>> START

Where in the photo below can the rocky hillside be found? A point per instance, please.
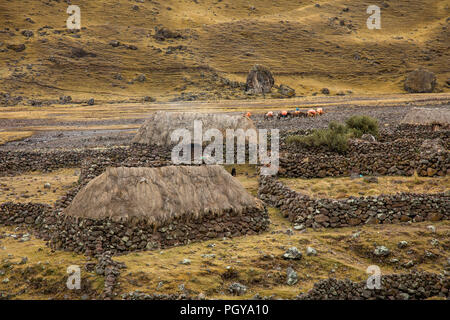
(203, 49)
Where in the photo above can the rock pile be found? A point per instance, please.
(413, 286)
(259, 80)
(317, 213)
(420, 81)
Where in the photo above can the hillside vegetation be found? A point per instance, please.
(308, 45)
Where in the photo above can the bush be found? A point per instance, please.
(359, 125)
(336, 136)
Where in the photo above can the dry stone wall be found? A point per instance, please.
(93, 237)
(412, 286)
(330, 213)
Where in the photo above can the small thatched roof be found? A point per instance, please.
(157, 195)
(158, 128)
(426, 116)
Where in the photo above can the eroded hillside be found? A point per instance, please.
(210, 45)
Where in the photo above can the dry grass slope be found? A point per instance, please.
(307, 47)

>> END
>> START

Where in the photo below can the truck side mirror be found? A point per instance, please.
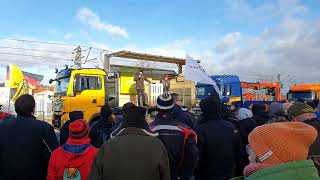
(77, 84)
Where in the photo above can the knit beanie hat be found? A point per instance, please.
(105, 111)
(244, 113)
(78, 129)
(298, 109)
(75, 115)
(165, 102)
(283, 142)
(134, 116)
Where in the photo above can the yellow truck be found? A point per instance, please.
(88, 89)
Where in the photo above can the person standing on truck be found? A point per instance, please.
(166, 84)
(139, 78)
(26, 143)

>> END

* [EXERCISE REQUIREMENTS]: Extract every line of the material above that contains the string "point", treating uppercase and lowercase letters as different.

* [FINAL RESULT]:
Where in the photo below can the rocky hillside be found? A point per instance, please.
Where in the photo above can the rock pile be found? A point per instance, please.
Where in the photo above can the hillside vegetation be found? A point per instance, please.
Where in the photo above can the bush be found? A point per instance, please.
Where in the photo above can the dry stone wall be found? A point per instance, please.
Where in the photo above can the small thatched roof be found? A point per instance, please.
Where in the photo above can the eroded hillside be found? A point per instance, please.
Where in the photo above can the dry grass slope be found? A point per instance, please.
Where in the photo below can the truck side mirror be found? A point per instance, please.
Where in the photo above can the knit beanie hat be found? A point per instance, please.
Where in the photo above can the yellow truck be found? A point per instance, please.
Where in the photo above can the person standing on truck be found? A point per instance, please.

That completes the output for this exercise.